Não é difícil constatar que há mais perdas que ganhos nos textos luftianos. Como que num movimento catártico, suas personagens sentam no divã e fazem a auto-análise. O presente serve de palco para as lembranças que teimam emergir sempre que se faz necessário refletir sobre a condição da personagem dentro e fora do ambiente familiar. Seu texto não chega a ser panfletário, mas, de alguma forma, denuncia a angústia de muitas personas em  busca de suas identidades que julgam perdidas em algum tempo e lugar.

            A partir ainda da temática da família e da busca pela identidade do sujeito feminino, pode-se travar um diálogo entre os contos "Amor" e "A imitação da rosa" do livro Laços de família (1960) de Clarice Lispector com o romance analisado. As personagens claricianas, Ana (em "Amor") e Laura (em "A imitação da rosa") tais qual a personagem luftiana, Alice, são mulheres "do lar" que, em contato com um elemento desestabilizador, descentralizam-se e questionam sua condição, aparentemente, estável. Não cabe aqui estender essa comparação, mas é, realmente, sedutor o dialogismo existente entre Clarice Lispector e Lya Luft no que diz respeito ao universo feminino.

            Nos dois contos de Clarice, a rotina doméstica surge como símbolo de um universo seguro, estável e organizado. Isso também ocorre no romance em questão de Lya Luft. No conto "Amor" tem-se: "No fundo, Ana sempre tivera necessidade de sentir a raiz firme das coisas. E isso um lar perplexamente lhe dera. Por caminhos tortos, viera a cair num destino de mulher, com a surpresa de nele caber como se o tivesse inventado" (LF, 1978:18).

É curioso observar que, em "A imitação da rosa", Laura também recorre ao espelho para se indagar: "Interrompendo a arrumação da penteadeira, Laura olhou-se ao espelho: e ela mesma, há quanto tempo? Seu rosto tinha uma graça doméstica, os cabelos eram presos com grampos atrás das orelhas grandes e pálidas" (LF, 1978:36).

## DADOS FORNECIDOS
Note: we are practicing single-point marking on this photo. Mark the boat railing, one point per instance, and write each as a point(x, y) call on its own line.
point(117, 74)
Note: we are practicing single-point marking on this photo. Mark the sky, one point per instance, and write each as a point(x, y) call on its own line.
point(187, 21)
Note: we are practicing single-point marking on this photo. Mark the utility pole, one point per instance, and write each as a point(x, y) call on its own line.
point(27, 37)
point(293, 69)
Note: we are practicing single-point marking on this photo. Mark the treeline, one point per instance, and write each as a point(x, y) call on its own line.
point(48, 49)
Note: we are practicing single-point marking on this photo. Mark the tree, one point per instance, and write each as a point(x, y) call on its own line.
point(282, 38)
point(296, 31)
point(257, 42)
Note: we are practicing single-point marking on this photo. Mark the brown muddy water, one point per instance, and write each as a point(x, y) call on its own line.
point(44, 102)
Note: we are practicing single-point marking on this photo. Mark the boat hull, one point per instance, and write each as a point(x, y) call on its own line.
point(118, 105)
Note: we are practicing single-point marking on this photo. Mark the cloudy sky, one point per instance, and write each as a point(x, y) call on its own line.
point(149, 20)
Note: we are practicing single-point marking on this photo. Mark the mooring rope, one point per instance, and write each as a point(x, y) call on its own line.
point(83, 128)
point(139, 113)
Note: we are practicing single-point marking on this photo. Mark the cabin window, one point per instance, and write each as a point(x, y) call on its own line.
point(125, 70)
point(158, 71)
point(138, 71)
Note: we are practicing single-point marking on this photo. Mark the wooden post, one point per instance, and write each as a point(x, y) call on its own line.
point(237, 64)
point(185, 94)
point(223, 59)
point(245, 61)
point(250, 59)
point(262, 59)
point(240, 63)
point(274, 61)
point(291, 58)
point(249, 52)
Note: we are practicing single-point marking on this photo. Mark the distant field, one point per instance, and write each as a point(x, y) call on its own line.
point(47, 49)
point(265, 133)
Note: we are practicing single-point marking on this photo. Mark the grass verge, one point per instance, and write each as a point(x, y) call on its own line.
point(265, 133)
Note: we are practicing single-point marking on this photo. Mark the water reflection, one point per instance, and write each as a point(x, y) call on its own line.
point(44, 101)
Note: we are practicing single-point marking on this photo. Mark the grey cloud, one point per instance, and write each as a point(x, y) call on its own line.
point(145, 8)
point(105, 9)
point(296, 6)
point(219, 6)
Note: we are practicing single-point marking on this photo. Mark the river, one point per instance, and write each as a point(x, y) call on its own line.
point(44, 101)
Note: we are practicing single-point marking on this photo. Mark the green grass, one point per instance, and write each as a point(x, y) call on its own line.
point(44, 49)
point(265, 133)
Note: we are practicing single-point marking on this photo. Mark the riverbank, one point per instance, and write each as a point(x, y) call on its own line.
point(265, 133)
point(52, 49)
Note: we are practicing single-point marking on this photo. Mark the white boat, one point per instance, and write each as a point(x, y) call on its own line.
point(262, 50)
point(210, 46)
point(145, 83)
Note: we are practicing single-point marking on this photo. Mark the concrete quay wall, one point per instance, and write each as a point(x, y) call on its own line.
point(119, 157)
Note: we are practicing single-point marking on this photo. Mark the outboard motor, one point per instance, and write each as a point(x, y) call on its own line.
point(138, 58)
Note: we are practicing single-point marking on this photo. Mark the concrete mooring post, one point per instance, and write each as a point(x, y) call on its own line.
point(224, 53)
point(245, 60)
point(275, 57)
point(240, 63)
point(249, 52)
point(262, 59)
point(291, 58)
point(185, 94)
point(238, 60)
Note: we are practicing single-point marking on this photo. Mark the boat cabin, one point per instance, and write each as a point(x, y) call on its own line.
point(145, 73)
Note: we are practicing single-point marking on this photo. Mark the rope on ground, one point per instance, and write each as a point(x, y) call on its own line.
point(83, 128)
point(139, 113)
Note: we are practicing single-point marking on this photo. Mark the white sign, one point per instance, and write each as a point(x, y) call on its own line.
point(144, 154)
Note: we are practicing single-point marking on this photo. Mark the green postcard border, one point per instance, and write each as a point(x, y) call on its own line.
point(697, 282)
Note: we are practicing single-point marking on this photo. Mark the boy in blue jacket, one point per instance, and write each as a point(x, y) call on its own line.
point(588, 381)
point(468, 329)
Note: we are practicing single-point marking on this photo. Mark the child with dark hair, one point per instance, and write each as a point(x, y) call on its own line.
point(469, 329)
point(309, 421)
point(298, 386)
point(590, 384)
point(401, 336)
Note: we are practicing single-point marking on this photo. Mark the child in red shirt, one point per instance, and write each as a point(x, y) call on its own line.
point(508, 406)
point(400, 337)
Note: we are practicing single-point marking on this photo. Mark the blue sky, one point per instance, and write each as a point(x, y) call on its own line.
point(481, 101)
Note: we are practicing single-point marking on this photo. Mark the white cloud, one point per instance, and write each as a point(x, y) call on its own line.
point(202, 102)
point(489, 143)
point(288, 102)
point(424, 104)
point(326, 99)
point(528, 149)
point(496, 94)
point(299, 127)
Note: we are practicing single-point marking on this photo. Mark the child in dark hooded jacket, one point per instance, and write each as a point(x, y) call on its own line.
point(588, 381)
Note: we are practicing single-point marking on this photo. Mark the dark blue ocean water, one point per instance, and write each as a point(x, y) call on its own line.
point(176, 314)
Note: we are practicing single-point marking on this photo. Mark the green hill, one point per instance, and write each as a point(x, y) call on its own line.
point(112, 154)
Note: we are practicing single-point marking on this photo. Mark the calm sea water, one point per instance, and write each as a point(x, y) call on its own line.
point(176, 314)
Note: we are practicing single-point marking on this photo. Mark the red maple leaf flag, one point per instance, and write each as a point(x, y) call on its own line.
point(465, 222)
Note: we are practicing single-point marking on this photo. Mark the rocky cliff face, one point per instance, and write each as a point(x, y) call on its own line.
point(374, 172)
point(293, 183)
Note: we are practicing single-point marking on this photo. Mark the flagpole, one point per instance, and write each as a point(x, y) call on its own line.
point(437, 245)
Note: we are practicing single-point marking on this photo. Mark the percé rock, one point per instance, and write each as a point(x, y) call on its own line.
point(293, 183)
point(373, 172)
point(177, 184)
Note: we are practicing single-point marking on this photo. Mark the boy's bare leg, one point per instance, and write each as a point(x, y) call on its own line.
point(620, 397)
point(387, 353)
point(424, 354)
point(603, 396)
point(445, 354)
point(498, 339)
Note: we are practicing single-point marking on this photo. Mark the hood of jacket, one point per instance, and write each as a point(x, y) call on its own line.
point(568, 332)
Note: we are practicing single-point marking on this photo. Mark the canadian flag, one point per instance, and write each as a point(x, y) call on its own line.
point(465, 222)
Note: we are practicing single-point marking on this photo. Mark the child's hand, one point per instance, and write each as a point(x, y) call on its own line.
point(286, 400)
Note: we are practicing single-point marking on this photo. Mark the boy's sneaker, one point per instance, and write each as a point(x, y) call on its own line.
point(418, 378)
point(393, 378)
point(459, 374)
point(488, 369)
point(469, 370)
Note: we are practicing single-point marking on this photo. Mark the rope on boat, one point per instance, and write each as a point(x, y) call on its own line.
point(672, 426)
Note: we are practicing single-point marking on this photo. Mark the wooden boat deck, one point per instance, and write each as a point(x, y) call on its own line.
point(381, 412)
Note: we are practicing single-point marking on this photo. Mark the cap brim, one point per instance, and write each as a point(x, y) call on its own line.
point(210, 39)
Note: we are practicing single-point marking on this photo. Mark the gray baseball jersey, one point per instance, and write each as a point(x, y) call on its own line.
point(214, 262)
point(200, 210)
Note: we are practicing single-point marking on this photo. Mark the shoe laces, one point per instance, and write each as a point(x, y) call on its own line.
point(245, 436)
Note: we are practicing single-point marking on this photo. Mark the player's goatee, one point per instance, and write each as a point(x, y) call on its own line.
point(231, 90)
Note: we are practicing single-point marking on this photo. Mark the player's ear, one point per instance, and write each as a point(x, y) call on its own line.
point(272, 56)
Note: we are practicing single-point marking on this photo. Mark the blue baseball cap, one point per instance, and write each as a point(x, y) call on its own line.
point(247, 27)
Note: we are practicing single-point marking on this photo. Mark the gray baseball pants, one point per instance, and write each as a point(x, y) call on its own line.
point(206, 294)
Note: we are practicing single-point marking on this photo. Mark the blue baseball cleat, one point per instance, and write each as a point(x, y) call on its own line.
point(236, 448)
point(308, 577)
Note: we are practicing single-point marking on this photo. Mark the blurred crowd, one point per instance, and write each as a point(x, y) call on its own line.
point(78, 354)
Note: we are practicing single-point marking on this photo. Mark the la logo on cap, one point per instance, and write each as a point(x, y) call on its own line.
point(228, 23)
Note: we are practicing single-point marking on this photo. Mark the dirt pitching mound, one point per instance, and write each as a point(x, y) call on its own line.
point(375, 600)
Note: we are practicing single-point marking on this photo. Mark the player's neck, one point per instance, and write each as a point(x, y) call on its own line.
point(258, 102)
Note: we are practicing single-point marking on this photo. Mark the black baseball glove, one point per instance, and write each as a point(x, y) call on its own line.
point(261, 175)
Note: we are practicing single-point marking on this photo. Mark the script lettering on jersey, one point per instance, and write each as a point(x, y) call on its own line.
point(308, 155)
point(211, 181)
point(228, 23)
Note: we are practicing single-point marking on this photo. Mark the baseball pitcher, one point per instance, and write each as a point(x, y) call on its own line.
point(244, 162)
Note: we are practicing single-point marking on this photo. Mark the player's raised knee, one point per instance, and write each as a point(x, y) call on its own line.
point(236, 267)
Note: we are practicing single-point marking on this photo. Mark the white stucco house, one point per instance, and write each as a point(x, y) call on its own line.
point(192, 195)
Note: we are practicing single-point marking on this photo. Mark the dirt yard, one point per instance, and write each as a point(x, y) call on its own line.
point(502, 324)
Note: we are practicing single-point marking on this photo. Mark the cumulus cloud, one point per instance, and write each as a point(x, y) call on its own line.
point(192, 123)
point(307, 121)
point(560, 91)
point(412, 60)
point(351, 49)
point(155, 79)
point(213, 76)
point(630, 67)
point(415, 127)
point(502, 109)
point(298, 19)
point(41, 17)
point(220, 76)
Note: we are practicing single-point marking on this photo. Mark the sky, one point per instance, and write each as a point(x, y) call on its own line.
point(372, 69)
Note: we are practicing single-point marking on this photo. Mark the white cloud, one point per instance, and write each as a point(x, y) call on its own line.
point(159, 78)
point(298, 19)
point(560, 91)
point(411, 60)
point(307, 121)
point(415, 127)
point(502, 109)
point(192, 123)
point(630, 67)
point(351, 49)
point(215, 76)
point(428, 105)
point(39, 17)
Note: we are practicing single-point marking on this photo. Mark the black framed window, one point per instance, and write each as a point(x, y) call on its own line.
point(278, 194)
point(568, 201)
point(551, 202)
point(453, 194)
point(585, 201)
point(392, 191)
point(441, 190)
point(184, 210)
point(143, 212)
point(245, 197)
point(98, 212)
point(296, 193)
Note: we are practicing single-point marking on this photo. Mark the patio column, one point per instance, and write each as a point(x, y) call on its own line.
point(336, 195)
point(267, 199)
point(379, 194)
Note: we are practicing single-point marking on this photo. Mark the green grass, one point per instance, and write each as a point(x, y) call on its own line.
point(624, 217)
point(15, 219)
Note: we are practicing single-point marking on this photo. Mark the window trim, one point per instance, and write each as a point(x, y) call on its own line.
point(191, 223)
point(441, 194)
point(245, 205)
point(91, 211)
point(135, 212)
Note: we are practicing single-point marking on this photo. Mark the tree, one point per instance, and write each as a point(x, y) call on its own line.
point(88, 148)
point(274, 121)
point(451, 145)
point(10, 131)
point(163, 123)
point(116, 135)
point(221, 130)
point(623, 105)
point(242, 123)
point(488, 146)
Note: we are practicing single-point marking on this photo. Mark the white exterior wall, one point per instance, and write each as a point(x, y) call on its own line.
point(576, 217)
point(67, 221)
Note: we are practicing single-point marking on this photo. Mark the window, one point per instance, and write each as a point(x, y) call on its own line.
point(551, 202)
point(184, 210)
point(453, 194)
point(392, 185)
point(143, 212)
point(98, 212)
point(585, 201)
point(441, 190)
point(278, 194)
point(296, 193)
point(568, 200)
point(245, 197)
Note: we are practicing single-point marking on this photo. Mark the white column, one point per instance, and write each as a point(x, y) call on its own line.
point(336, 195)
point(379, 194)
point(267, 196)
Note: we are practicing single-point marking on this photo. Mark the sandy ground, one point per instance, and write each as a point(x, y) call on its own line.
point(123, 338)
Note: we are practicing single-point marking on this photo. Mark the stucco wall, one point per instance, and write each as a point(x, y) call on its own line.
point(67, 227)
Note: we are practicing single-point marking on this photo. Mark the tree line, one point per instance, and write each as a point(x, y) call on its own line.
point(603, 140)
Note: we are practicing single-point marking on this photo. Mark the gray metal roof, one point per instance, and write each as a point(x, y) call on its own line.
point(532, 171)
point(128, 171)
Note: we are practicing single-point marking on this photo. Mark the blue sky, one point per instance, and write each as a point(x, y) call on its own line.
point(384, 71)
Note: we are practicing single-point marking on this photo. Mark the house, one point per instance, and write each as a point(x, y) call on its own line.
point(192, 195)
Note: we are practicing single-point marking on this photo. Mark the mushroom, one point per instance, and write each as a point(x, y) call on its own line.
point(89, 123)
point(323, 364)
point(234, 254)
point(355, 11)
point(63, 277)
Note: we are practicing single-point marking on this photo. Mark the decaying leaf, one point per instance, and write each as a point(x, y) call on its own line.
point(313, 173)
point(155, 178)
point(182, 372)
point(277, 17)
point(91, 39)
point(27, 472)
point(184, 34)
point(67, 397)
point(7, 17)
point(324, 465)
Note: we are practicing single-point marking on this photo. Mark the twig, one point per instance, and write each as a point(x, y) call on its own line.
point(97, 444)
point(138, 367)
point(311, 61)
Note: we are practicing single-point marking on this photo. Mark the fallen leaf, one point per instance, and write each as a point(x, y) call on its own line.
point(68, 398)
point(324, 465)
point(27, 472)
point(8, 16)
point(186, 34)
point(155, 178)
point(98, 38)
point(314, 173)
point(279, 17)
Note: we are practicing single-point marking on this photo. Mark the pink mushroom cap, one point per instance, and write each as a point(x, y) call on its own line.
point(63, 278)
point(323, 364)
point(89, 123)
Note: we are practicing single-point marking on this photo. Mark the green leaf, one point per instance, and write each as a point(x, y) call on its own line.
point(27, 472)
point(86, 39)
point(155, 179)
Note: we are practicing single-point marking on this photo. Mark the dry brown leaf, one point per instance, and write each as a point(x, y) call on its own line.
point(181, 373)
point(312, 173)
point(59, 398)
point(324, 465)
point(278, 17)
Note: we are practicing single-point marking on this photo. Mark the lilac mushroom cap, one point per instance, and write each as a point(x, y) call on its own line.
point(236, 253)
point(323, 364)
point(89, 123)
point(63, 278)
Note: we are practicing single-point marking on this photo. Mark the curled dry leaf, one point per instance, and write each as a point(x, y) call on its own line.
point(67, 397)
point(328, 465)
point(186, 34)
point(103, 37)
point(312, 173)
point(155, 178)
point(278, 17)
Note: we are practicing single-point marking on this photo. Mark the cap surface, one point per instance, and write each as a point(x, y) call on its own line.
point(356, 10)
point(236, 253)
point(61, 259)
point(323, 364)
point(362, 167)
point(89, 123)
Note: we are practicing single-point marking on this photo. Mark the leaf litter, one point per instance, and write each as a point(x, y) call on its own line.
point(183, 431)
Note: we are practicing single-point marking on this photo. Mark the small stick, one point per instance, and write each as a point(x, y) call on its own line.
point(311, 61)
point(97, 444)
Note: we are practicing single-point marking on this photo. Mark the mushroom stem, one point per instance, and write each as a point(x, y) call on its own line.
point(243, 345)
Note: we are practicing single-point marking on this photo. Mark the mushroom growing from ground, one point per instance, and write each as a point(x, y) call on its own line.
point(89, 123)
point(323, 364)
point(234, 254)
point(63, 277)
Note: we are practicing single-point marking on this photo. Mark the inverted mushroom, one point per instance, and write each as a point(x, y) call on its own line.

## INSTRUÇÕES
1. Indique se cada afirmação abaixo está de acordo com o trecho fornecido, respondendo sim ou não e citando literalmente as palavras do trecho que decidem a questão: (a) O texto de Lya Luft é panfletário. (b) Os contos "Amor" e "A imitação da rosa" pertencem ao livro Laços de família. (c) Em "A imitação da rosa", Laura recorre ao espelho para se indagar.
2. Nos registros, desde a linha que contém "Mark the small" até o final, inclusive, substitua "mushroom" por "fungus" e reproduza somente essas linhas, sem nenhuma outra alteração.

## GABARITO
1.
(a) Não: "Seu texto não chega a ser panfletário".
(b) Sim: "os contos "Amor" e "A imitação da rosa" do livro Laços de família (1960) de Clarice Lispector".
(c) Sim: "Laura também recorre ao espelho para se indagar".

2.
Note: we are practicing single-point marking on this photo. Mark the small stick, one point per instance, and write each as a point(x, y) call on its own line.
point(311, 61)
point(97, 444)
Note: we are practicing single-point marking on this photo. Mark the fungus stem, one point per instance, and write each as a point(x, y) call on its own line.
point(243, 345)
Note: we are practicing single-point marking on this photo. Mark the fungus growing from ground, one point per instance, and write each as a point(x, y) call on its own line.
point(89, 123)
point(323, 364)
point(234, 254)
point(63, 277)
Note: we are practicing single-point marking on this photo. Mark the inverted fungus, one point per instance, and write each as a point(x, y) call on its own line.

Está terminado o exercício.